Dataset extract:

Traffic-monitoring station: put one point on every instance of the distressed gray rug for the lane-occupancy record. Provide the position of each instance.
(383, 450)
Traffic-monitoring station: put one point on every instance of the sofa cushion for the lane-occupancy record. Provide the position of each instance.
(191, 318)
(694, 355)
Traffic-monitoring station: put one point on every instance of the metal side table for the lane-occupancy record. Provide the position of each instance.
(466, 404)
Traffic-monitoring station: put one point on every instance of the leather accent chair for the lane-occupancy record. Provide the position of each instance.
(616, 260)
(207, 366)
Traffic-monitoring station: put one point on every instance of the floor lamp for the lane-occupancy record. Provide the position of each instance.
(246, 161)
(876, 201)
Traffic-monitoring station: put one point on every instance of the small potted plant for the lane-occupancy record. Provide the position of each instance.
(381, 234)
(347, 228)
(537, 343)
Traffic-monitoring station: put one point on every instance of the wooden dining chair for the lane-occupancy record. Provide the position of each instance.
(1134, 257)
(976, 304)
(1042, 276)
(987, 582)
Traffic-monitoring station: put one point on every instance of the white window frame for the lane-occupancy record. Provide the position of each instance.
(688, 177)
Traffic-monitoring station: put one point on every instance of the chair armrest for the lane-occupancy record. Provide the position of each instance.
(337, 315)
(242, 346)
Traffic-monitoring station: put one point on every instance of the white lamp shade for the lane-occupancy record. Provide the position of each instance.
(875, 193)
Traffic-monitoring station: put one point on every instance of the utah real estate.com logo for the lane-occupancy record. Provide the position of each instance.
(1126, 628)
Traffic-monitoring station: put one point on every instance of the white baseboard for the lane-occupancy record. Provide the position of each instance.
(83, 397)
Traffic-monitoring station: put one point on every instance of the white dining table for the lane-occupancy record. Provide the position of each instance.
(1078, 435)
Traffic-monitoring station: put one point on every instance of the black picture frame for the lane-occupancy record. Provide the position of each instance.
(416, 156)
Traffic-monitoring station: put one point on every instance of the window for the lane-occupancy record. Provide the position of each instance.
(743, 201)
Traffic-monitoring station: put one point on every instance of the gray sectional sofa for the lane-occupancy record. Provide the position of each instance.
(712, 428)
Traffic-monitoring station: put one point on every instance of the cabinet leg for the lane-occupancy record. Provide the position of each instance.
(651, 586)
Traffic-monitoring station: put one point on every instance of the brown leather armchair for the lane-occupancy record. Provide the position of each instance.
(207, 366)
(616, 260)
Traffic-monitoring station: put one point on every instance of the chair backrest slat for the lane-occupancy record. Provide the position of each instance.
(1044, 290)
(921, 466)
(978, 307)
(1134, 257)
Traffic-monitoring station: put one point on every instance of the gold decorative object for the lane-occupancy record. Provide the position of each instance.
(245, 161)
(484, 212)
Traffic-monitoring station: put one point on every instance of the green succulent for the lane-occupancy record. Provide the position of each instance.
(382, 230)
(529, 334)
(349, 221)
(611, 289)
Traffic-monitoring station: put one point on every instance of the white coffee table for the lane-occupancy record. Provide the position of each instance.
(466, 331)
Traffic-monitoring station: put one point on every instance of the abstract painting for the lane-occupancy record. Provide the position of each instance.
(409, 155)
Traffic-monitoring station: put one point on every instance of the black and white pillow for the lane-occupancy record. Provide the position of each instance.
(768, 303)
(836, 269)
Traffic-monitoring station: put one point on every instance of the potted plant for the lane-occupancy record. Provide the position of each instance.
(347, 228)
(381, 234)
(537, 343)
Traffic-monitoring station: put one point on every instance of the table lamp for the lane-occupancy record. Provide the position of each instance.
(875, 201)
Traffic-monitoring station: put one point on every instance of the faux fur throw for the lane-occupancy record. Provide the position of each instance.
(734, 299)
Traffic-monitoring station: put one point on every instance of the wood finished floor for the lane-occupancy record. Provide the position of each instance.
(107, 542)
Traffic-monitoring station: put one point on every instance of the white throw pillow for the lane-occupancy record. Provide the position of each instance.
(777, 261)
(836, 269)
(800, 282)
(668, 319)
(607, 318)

Goal: Can you rewrite the items from the line that has "the wood finished" through the end of the items, leaving their wording unchanged but scaling every point coordinate by 0.45 and rounding each result to a whole number, with halves rounded up?

Answer to the exercise:
Traffic-monitoring station: put one point on every instance of the wood finished floor for the lane-occupancy record. Provide the position of each instance.
(48, 244)
Traffic-monitoring station: put one point on every instance of the white throw pillow for the lane-occupancy record. Provide the position of each instance.
(350, 117)
(376, 121)
(360, 127)
(301, 144)
(273, 143)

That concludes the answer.